▸ AIM: Transcribe every one of the lines below word for word, omitting the pictures from your answer.

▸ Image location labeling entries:
# # # #

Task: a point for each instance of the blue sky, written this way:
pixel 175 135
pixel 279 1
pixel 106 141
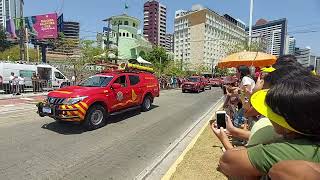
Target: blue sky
pixel 303 15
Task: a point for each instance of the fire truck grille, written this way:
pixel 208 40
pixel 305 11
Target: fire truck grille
pixel 55 101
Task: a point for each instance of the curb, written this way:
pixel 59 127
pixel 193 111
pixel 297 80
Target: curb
pixel 173 168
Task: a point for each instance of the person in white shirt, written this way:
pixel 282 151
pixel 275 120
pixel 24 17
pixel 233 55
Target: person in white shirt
pixel 12 79
pixel 21 83
pixel 247 83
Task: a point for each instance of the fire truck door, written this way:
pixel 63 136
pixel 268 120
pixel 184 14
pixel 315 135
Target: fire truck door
pixel 121 97
pixel 136 89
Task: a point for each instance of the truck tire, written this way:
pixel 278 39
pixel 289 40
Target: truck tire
pixel 95 117
pixel 146 103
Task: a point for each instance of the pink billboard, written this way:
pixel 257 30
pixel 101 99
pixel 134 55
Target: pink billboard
pixel 43 26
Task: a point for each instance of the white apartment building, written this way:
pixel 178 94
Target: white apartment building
pixel 155 22
pixel 290 45
pixel 170 43
pixel 203 37
pixel 274 34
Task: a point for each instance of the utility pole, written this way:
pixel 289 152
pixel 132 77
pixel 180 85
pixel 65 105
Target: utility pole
pixel 38 53
pixel 27 45
pixel 108 36
pixel 117 53
pixel 250 24
pixel 160 67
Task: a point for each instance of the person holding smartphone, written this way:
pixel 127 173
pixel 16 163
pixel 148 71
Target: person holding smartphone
pixel 293 118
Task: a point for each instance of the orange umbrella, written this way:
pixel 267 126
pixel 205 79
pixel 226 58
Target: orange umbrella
pixel 257 59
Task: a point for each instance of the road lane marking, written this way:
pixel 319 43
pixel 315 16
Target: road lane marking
pixel 149 169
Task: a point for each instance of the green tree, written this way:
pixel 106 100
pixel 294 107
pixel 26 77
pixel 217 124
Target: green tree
pixel 13 54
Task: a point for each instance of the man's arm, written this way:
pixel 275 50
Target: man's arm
pixel 235 162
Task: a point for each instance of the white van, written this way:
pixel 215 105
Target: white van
pixel 51 77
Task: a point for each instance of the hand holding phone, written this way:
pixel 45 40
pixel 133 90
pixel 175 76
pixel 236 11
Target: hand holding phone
pixel 221 119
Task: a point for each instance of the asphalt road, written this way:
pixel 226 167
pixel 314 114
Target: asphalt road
pixel 39 148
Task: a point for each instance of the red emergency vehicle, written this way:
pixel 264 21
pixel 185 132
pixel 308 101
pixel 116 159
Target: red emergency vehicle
pixel 94 99
pixel 194 84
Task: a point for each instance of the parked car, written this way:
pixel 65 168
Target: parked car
pixel 206 83
pixel 194 84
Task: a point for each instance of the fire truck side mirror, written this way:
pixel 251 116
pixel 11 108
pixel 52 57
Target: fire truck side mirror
pixel 116 86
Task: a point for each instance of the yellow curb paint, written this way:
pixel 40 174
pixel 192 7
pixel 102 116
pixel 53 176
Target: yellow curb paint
pixel 174 166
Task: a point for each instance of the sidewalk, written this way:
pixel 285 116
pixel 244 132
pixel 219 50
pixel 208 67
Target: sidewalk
pixel 200 161
pixel 24 95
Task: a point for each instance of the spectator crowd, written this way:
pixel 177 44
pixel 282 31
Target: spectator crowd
pixel 272 125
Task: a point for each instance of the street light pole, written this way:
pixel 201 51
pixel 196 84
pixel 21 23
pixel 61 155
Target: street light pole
pixel 250 24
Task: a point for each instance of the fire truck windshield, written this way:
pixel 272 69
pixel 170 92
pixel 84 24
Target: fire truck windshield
pixel 96 81
pixel 192 79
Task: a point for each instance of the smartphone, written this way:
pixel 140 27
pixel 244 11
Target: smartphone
pixel 221 119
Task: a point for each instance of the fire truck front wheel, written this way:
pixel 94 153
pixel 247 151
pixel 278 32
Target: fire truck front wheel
pixel 95 117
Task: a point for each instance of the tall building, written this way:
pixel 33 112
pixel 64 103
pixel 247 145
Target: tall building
pixel 10 9
pixel 304 56
pixel 202 36
pixel 124 36
pixel 170 42
pixel 274 33
pixel 155 22
pixel 71 32
pixel 290 45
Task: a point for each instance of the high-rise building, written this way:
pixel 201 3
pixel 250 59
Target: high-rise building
pixel 170 42
pixel 155 22
pixel 10 9
pixel 202 36
pixel 71 31
pixel 123 35
pixel 304 56
pixel 274 33
pixel 290 45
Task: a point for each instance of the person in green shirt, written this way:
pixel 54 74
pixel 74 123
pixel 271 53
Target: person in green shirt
pixel 292 107
pixel 297 170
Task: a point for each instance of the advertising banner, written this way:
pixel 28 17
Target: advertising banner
pixel 42 26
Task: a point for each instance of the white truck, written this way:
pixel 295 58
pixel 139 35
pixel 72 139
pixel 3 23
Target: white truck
pixel 51 77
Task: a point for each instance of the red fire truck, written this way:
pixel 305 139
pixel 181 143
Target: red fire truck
pixel 94 99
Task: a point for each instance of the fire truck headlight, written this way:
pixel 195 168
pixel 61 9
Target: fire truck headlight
pixel 70 101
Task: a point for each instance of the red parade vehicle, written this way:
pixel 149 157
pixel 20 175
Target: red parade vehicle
pixel 194 84
pixel 215 82
pixel 94 99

# # # #

▸ THE REPLY:
Task: a point for each instance of the blue sky, written this way:
pixel 175 135
pixel 279 1
pixel 106 141
Target: blue sky
pixel 303 15
Task: a point for each instance of the fire truck grille, written this way:
pixel 208 40
pixel 305 11
Target: fire truck grille
pixel 55 101
Task: a point for each instance of the curb, written this way:
pixel 59 127
pixel 193 111
pixel 297 80
Target: curb
pixel 173 168
Task: a point for each instance of the person in white shirt, written this way:
pixel 282 151
pixel 275 120
pixel 24 17
pixel 233 55
Target: person in white shirt
pixel 12 79
pixel 21 83
pixel 247 83
Task: a point for each instance of the fire truck door, written this way:
pixel 63 136
pixel 268 120
pixel 184 14
pixel 315 135
Target: fire truck door
pixel 121 97
pixel 136 89
Task: a point for each instance of the truck tire, written this way:
pixel 278 39
pixel 289 40
Target: truck tire
pixel 95 117
pixel 146 103
Task: a point for each instance of the pink billboard, written this way:
pixel 257 30
pixel 101 99
pixel 134 55
Target: pink billboard
pixel 43 26
Task: a point for each instance of the white apartment building, written this way:
pixel 178 94
Target: white apartment building
pixel 155 22
pixel 290 45
pixel 170 43
pixel 203 37
pixel 274 34
Task: a point for each instance of the utility pole, written this way:
pixel 289 152
pixel 132 77
pixel 180 85
pixel 65 105
Target: utility pole
pixel 38 53
pixel 27 45
pixel 108 36
pixel 117 53
pixel 250 24
pixel 160 67
Task: a point for each instance of the person holding smartphone, written this way:
pixel 127 173
pixel 16 163
pixel 148 71
Target: person holding smartphone
pixel 293 118
Task: a point for each instance of the orange umbrella, written this way:
pixel 267 126
pixel 205 79
pixel 226 58
Target: orange umbrella
pixel 257 59
Task: a point for each instance of the road lane marking, written this way:
pixel 319 43
pixel 315 16
Target: road lane marking
pixel 149 169
Task: a point for each instance of the green tree, written this way:
pixel 106 100
pixel 294 107
pixel 26 77
pixel 217 124
Target: green tree
pixel 13 54
Task: a point for each instance of the man's arm, written this way:
pixel 275 50
Target: man's arm
pixel 235 162
Task: a point for each instance of the white van, written this way:
pixel 215 105
Target: white van
pixel 51 77
Task: a point for each instance of the hand holding phone, written this way:
pixel 45 40
pixel 133 90
pixel 175 76
pixel 236 11
Target: hand holding phone
pixel 221 119
Task: a point for each instance of the asphalt road, written this way:
pixel 226 167
pixel 314 114
Target: asphalt road
pixel 39 148
Task: a point for each instance of the red emergency vehicle, written this way:
pixel 264 21
pixel 185 132
pixel 308 101
pixel 116 159
Target: red emergency vehicle
pixel 94 99
pixel 194 84
Task: a point for each instance of the parked car, written this way:
pixel 65 168
Target: parked car
pixel 206 83
pixel 194 84
Task: a point for each instance of the fire truck side mirror, written this way:
pixel 251 116
pixel 11 108
pixel 52 57
Target: fire truck side mirror
pixel 116 86
Task: a point for each instance of the yellow curb paint, written this way:
pixel 40 174
pixel 192 7
pixel 102 116
pixel 53 176
Target: yellow curb paint
pixel 174 166
Task: a point for each instance of the sidewalk, written this way:
pixel 285 116
pixel 244 132
pixel 219 50
pixel 208 67
Target: sidewalk
pixel 200 161
pixel 24 95
Task: a point for each instance of the spectator crowd, written this way:
pixel 177 44
pixel 282 31
Target: spectator crowd
pixel 272 125
Task: a point for each instance of the street light pole, written this way:
pixel 201 51
pixel 196 84
pixel 21 23
pixel 61 155
Target: street light pole
pixel 250 24
Task: a point for each instance of the fire truck windshield, written this way:
pixel 272 69
pixel 170 92
pixel 84 24
Target: fire truck windshield
pixel 96 81
pixel 192 79
Task: a point for each instance of the smartphone, written this way:
pixel 140 27
pixel 244 11
Target: smartphone
pixel 221 119
Task: a point for each instance of the fire truck front wheel, written this way:
pixel 94 153
pixel 247 151
pixel 278 32
Target: fire truck front wheel
pixel 95 117
Task: a point for each instance of the tall building, written this way:
pixel 33 112
pixel 64 103
pixel 247 145
Target: tall building
pixel 10 9
pixel 304 56
pixel 202 36
pixel 124 36
pixel 170 42
pixel 274 33
pixel 155 22
pixel 71 32
pixel 290 45
Task: a point for each instance of the high-rise building, written this way:
pixel 201 3
pixel 250 59
Target: high-rise building
pixel 170 42
pixel 155 22
pixel 10 9
pixel 202 36
pixel 71 31
pixel 123 35
pixel 304 56
pixel 274 33
pixel 290 45
Task: a point for each instance of the person in green shirt, written this way:
pixel 54 74
pixel 74 123
pixel 271 53
Target: person in green shirt
pixel 292 107
pixel 297 170
Task: a point for each instance of the advertising banner, written this way:
pixel 28 17
Target: advertising banner
pixel 42 26
Task: a point for each instance of the white truck, written this way:
pixel 295 58
pixel 139 35
pixel 72 139
pixel 3 23
Target: white truck
pixel 51 77
Task: a point for each instance of the red fire truck, written this way:
pixel 305 139
pixel 181 143
Target: red fire truck
pixel 94 99
Task: a point for each instance of the fire truck headlight, written this way:
pixel 195 168
pixel 61 9
Target: fire truck headlight
pixel 70 101
Task: a point for each instance of the red parade vehicle, written this way:
pixel 149 157
pixel 20 175
Target: red parade vehicle
pixel 194 84
pixel 215 82
pixel 94 99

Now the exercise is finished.